Work required
Copy the records below word for word, starting at the line with "Locate every instance of the bison horn" and continuing through the last line of the records, both ends included.

Excerpted records
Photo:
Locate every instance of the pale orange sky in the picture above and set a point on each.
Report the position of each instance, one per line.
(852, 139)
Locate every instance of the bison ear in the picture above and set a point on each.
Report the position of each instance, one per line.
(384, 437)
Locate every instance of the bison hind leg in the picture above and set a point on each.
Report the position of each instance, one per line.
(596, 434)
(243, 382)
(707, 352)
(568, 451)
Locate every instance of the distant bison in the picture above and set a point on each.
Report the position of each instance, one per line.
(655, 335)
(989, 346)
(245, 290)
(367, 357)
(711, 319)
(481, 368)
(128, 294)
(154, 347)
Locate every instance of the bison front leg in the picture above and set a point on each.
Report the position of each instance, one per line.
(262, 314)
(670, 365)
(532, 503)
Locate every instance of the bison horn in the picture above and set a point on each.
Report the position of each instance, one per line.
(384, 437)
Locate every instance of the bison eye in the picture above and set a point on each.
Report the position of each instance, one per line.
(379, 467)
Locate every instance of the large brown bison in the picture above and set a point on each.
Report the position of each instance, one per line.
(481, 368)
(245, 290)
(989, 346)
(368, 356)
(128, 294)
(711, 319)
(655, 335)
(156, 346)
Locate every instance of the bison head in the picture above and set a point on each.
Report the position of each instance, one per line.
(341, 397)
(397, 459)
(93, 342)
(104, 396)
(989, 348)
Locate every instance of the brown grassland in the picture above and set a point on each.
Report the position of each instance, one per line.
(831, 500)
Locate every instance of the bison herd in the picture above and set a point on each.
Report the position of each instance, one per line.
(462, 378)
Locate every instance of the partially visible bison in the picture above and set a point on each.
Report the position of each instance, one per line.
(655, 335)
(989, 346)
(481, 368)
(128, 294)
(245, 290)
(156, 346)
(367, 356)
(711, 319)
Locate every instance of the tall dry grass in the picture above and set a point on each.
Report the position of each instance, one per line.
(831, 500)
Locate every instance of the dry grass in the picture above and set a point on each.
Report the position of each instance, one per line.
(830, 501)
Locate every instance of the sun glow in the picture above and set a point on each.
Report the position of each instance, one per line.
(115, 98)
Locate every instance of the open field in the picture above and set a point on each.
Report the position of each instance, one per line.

Task solution
Locate every instance of the bison horn in the picture above and set a point on each.
Report the position of each instance, one per line.
(384, 437)
Locate every instance of the bison eye in the picture above and set a point on each.
Report the position of each instance, one per line.
(379, 467)
Locate every instance of the large brown bison in the picture above and set a point on each.
Report the position of each instance, one per line.
(481, 368)
(245, 290)
(989, 346)
(368, 356)
(128, 294)
(711, 319)
(655, 335)
(156, 346)
Locate every instance of the bison head in the picture above and set a point on each.
Report the position of each instance, one per line.
(341, 397)
(397, 459)
(93, 342)
(104, 396)
(989, 348)
Locate every instance of the brown grassland in the picture above and set a point on each.
Report the position of each instance, one per line.
(831, 500)
Locate every instance of the bison herd in the picture above and set a point on each.
Report the position of each instance, one per line.
(462, 378)
Locate every instance of the partially visible bison in the picture above and set a point on each.
Report the position of each instance, one per line.
(655, 335)
(989, 346)
(481, 368)
(128, 294)
(245, 290)
(156, 346)
(367, 356)
(711, 319)
Locate every instance of the tall dry grass in the picture above and set a point on each.
Report the position of each instance, one per line.
(831, 500)
Locate every instance of the dry grass in the picture above and set a point on each.
Report the position of each instance, one per line.
(830, 501)
Locate every instance of the sun glow in the picture above and set a point on each.
Report the position of each instance, one per line.
(115, 98)
Locate every instance of the open field in the picture above and set a point on each.
Report the position of each instance, one per line.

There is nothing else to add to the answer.